● Work to complete
Find each row below that contains the word "bridal" and copy it out in full. Treat uppercase and lowercase as different.

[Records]
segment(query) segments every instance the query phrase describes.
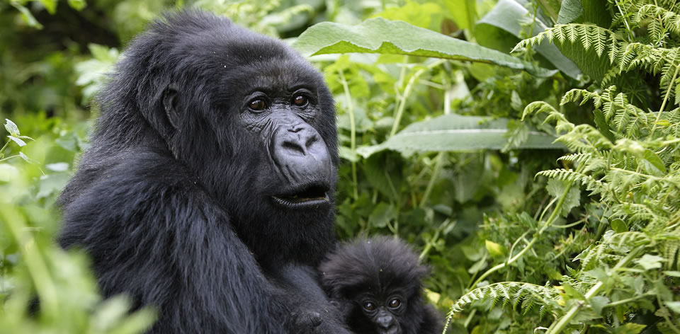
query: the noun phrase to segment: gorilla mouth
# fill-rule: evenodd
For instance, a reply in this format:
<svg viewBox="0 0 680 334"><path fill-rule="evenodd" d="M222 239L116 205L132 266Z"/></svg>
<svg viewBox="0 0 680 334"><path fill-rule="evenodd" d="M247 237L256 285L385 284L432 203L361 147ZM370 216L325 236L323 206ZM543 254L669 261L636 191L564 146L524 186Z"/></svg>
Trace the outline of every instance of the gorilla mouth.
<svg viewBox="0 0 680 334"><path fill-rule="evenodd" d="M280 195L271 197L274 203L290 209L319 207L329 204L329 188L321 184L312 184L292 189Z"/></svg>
==
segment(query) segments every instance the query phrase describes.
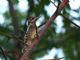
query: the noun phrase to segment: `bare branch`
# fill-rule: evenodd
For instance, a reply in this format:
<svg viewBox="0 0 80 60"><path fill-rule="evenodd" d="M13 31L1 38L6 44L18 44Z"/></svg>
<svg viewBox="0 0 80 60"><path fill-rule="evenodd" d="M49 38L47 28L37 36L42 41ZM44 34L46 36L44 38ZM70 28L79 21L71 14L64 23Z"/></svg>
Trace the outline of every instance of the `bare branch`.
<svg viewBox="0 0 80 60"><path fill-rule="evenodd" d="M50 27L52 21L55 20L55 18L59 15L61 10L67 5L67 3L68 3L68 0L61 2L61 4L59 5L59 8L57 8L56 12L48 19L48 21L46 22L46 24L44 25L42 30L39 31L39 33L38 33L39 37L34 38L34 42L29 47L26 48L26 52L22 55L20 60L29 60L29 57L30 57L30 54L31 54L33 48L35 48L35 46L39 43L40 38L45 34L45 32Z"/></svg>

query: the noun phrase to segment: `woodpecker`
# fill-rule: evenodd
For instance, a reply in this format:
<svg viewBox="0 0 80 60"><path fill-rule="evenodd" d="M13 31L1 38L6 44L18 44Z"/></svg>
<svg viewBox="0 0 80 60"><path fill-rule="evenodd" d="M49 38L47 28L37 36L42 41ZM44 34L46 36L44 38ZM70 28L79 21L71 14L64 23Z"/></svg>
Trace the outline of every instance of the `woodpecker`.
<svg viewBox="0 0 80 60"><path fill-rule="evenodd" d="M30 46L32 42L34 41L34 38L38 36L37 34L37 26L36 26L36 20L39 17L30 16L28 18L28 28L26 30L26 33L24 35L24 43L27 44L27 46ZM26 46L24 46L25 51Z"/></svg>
---
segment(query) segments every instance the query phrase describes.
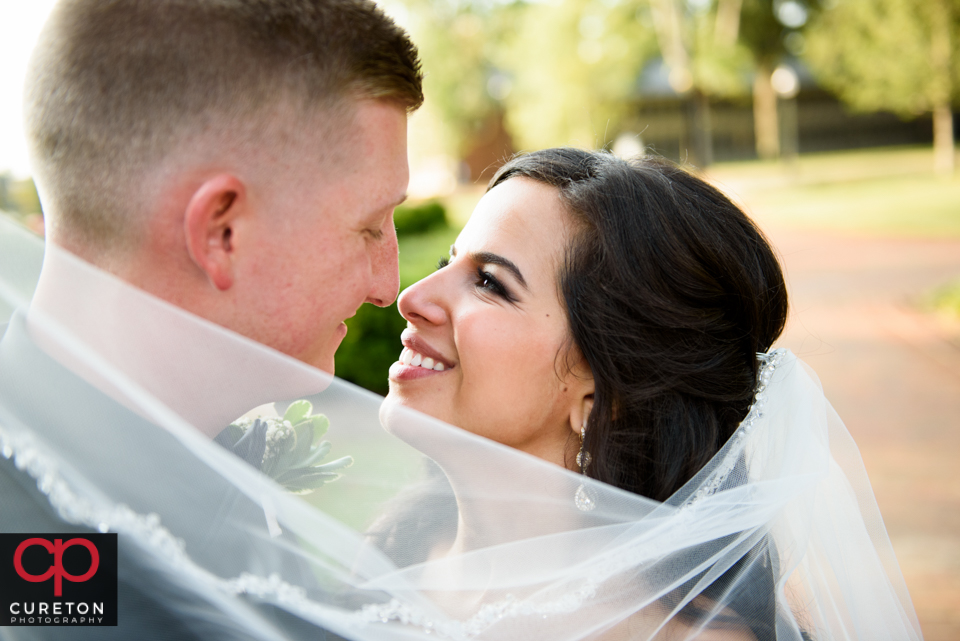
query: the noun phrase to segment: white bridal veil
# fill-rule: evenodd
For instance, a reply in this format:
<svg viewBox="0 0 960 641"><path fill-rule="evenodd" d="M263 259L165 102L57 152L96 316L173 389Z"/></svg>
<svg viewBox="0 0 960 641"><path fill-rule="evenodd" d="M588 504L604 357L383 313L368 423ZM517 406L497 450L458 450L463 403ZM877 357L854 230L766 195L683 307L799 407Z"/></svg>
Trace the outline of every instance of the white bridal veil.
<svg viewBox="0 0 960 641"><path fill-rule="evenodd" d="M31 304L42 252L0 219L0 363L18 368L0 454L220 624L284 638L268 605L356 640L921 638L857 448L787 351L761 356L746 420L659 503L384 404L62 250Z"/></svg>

● Output of the exercise
query: the noun phrase to segment: white bridal veil
Trace the outline of every instance of the white bridal veil.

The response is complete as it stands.